*STATED EXERCISE*
Print the interview excerpt below in full, word for word.

*PAGE EXTRACT*
==*==

Imogen Hermes Gowar-Interview

 

Genevieve Jones: Your book is set in the eighteenth century. What drew you to this period?

Imogen Hermes Gowar: I’d been reading about the 1780s for years before it occurred to me to write anything set during that time, and when I did it happened by accident. My original idea came about when I was looking at a mummified mermaid in the British Museum, and thought, imagine if a bloke thought he was getting one of these, and a real live mermaid turned up. I nursed the idea for quite a while, and could have set it at any point from the Restoration up to the end of the Regency period, but when I finally came to writing it, I felt so comfortable with the 1780s.

Imogen Hermes Gowar-Fashionable Contrasts

Fashionable Contrasts by James Gillray, 1792

 

Imogen Hermes Gowar-The Bum Shop, Attributed to R. Rushworth, 1785

The Bum Shop, Attributed to R. Rushworth, 1785

 

What I liked most – as a reader – was the humour. The Georgians had comedy deep down in their psyche, and were ready to laugh at nearly everything with an irreverence the Victorians absolutely forgot. That, and it’s always felt to me a very absurd, carnivalesque time: everything is bigger and weirder and lewder than you could invent yourself. My main problem in writing and researching was that every time I thought I’d jumped the shark, in terms of outrageous fictional excess, I’d read about somebody who went one step further.

A contemporary engraving of the celestial bed

A contemporary engraving of the Celestial Bed.

 

My great inspiration was Charlotte Hayes, one of the most powerful madams of her generation, who used to throw naked dances where the orchestra faced the wall and the guests wore fig-leaves on their faces. And Dr James Graham and his Celestial Bed, which had rock-crystal pillars, and perfumed smoke billowing, and lovely draped girls to dance around it. It was supposed to have electricity zapped through it (this might have been the girls shaking the bed), and if you had sex in it you were bound to conceive. The Prince of Wales and Maria Fitzherbert tried it at least once.

==*==

*EXTRACTED DATA*
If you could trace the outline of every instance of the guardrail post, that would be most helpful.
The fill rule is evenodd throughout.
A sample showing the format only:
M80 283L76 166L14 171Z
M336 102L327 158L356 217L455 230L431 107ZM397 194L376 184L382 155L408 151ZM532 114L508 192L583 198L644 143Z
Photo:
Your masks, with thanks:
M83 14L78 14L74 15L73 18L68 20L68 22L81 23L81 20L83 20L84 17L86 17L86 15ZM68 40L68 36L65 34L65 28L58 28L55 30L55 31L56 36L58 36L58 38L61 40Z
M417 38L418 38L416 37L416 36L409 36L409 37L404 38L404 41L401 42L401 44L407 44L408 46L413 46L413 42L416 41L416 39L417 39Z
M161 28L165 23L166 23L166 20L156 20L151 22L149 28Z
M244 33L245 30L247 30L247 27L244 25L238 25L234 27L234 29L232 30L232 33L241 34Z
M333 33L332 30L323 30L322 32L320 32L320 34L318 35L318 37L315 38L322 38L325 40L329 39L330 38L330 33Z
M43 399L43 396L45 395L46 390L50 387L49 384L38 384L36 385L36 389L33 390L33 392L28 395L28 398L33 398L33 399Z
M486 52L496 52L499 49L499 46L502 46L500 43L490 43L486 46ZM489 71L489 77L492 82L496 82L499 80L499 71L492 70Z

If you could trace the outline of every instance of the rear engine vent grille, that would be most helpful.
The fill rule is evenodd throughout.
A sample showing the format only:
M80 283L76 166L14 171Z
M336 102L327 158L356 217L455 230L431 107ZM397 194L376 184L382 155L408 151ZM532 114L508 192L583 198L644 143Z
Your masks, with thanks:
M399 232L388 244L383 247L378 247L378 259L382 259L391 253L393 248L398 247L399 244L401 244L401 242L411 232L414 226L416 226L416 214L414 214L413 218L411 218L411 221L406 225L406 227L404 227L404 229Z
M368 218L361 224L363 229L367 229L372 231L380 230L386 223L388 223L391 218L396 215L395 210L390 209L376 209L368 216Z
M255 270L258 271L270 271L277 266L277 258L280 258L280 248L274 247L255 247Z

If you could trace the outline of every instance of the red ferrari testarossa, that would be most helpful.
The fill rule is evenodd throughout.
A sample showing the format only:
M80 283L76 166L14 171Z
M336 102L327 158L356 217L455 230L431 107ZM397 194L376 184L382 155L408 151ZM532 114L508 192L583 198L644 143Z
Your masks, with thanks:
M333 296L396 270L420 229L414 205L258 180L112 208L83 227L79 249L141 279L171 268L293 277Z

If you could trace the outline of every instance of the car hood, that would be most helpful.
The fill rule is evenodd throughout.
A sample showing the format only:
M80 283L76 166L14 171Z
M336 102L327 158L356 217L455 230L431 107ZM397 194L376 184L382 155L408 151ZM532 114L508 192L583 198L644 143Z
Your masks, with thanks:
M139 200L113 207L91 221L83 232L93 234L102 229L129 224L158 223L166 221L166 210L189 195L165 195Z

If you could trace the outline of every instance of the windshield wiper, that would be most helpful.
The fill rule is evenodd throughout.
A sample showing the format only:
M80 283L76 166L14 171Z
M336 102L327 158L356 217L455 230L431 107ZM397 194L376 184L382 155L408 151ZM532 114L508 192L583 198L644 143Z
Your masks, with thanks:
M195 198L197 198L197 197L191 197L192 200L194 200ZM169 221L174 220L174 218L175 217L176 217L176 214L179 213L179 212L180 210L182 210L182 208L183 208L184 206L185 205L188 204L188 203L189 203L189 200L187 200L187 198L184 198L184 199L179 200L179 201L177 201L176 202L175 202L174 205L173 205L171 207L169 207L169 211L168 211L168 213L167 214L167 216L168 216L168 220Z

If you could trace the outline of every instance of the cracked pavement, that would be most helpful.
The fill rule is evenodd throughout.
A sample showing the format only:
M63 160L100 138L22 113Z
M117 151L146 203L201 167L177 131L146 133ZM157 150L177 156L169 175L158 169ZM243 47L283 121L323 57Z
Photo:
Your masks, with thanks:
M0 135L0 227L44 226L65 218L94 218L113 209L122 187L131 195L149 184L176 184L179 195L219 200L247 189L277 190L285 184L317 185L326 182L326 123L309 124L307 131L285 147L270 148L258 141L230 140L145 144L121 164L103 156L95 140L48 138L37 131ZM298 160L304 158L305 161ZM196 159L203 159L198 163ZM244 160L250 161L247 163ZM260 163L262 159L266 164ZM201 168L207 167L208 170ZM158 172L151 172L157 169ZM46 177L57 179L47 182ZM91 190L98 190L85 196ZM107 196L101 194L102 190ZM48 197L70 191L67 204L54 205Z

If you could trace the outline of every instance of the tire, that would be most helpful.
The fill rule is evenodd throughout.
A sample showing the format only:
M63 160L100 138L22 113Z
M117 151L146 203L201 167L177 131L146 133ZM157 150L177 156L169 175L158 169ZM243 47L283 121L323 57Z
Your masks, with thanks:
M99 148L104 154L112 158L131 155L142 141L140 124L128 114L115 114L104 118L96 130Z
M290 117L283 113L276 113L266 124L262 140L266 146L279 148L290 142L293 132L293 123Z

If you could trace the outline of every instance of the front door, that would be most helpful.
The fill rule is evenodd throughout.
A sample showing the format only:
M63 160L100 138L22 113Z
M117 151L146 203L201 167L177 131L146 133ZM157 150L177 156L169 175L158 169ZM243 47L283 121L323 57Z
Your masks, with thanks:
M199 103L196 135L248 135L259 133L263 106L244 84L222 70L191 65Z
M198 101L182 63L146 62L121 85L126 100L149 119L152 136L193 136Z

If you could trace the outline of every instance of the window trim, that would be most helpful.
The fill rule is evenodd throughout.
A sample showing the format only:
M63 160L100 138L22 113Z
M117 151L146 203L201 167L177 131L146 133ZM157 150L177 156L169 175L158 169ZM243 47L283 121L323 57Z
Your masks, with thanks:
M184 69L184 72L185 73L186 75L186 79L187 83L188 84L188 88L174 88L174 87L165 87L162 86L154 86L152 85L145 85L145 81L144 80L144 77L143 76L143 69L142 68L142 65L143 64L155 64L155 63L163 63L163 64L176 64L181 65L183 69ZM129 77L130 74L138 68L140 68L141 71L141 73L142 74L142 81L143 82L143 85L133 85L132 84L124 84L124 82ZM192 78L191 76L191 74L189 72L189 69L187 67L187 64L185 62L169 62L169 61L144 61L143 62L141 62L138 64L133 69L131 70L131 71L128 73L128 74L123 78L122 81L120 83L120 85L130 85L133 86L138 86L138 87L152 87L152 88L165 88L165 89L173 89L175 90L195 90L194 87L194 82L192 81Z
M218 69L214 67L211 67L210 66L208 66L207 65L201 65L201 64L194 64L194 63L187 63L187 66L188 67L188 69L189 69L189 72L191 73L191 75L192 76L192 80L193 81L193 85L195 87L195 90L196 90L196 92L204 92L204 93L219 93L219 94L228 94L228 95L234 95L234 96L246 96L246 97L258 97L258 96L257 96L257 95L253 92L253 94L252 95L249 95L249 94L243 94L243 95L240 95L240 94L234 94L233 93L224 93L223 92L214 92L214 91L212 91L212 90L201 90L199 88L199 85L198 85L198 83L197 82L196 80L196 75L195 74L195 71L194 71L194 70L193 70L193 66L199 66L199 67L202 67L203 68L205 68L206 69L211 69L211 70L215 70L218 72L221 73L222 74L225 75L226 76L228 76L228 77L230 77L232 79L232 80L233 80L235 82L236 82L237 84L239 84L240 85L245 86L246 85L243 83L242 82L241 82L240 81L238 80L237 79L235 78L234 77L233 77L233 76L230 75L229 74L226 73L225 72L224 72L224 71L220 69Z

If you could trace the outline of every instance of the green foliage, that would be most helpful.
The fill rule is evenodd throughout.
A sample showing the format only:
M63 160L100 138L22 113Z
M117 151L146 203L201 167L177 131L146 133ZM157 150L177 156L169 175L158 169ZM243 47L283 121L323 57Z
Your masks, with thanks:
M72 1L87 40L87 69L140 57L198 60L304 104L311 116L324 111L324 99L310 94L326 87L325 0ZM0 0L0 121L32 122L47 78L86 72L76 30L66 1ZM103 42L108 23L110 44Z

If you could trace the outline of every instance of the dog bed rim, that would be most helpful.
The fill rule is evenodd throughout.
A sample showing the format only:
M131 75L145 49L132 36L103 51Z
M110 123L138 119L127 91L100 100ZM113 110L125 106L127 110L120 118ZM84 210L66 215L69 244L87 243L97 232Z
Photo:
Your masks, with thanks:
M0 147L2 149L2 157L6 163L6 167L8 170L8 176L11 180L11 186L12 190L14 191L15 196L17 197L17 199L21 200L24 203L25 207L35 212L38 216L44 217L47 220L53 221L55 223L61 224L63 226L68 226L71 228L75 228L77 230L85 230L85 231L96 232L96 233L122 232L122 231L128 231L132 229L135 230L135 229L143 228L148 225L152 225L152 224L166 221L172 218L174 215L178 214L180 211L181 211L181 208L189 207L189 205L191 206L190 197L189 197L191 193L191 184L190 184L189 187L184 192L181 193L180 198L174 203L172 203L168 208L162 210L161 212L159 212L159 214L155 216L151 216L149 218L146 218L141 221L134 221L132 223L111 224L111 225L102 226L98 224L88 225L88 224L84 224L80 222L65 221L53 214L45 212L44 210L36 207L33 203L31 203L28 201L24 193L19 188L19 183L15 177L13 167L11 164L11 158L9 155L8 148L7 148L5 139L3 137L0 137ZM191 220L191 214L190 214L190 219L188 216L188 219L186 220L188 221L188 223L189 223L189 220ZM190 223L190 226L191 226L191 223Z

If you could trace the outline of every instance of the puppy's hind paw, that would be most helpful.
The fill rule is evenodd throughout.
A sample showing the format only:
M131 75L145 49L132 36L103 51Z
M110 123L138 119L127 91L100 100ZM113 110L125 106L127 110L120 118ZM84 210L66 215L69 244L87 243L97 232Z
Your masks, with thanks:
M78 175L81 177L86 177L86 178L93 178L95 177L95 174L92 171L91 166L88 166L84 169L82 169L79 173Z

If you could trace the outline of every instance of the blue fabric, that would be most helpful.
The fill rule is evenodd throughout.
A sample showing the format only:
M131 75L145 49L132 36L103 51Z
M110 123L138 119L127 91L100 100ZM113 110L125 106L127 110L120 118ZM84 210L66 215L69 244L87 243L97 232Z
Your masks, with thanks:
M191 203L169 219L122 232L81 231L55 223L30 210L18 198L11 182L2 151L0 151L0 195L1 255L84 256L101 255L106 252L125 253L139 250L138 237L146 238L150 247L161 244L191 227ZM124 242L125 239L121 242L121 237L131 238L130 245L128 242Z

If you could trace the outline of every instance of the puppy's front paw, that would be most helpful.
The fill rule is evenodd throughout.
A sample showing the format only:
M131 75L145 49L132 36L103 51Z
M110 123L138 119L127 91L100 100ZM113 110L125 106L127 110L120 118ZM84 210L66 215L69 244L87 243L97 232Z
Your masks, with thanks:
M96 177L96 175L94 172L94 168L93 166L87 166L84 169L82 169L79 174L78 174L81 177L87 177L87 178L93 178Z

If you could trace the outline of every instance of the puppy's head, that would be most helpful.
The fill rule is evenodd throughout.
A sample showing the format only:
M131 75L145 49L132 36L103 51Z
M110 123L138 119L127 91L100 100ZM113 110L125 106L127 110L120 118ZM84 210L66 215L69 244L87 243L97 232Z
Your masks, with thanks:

==*==

*ANSWER BELOW*
Imogen Hermes Gowar-Interview

 

Genevieve Jones: Your book is set in the eighteenth century. What drew you to this period?

Imogen Hermes Gowar: I’d been reading about the 1780s for years before it occurred to me to write anything set during that time, and when I did it happened by accident. My original idea came about when I was looking at a mummified mermaid in the British Museum, and thought, imagine if a bloke thought he was getting one of these, and a real live mermaid turned up. I nursed the idea for quite a while, and could have set it at any point from the Restoration up to the end of the Regency period, but when I finally came to writing it, I felt so comfortable with the 1780s.

Imogen Hermes Gowar-Fashionable Contrasts

Fashionable Contrasts by James Gillray, 1792

 

Imogen Hermes Gowar-The Bum Shop, Attributed to R. Rushworth, 1785

The Bum Shop, Attributed to R. Rushworth, 1785

 

What I liked most – as a reader – was the humour. The Georgians had comedy deep down in their psyche, and were ready to laugh at nearly everything with an irreverence the Victorians absolutely forgot. That, and it’s always felt to me a very absurd, carnivalesque time: everything is bigger and weirder and lewder than you could invent yourself. My main problem in writing and researching was that every time I thought I’d jumped the shark, in terms of outrageous fictional excess, I’d read about somebody who went one step further.

A contemporary engraving of the celestial bed

A contemporary engraving of the Celestial Bed.

 

My great inspiration was Charlotte Hayes, one of the most powerful madams of her generation, who used to throw naked dances where the orchestra faced the wall and the guests wore fig-leaves on their faces. And Dr James Graham and his Celestial Bed, which had rock-crystal pillars, and perfumed smoke billowing, and lovely draped girls to dance around it. It was supposed to have electricity zapped through it (this might have been the girls shaking the bed), and if you had sex in it you were bound to conceive. The Prince of Wales and Maria Fitzherbert tried it at least once.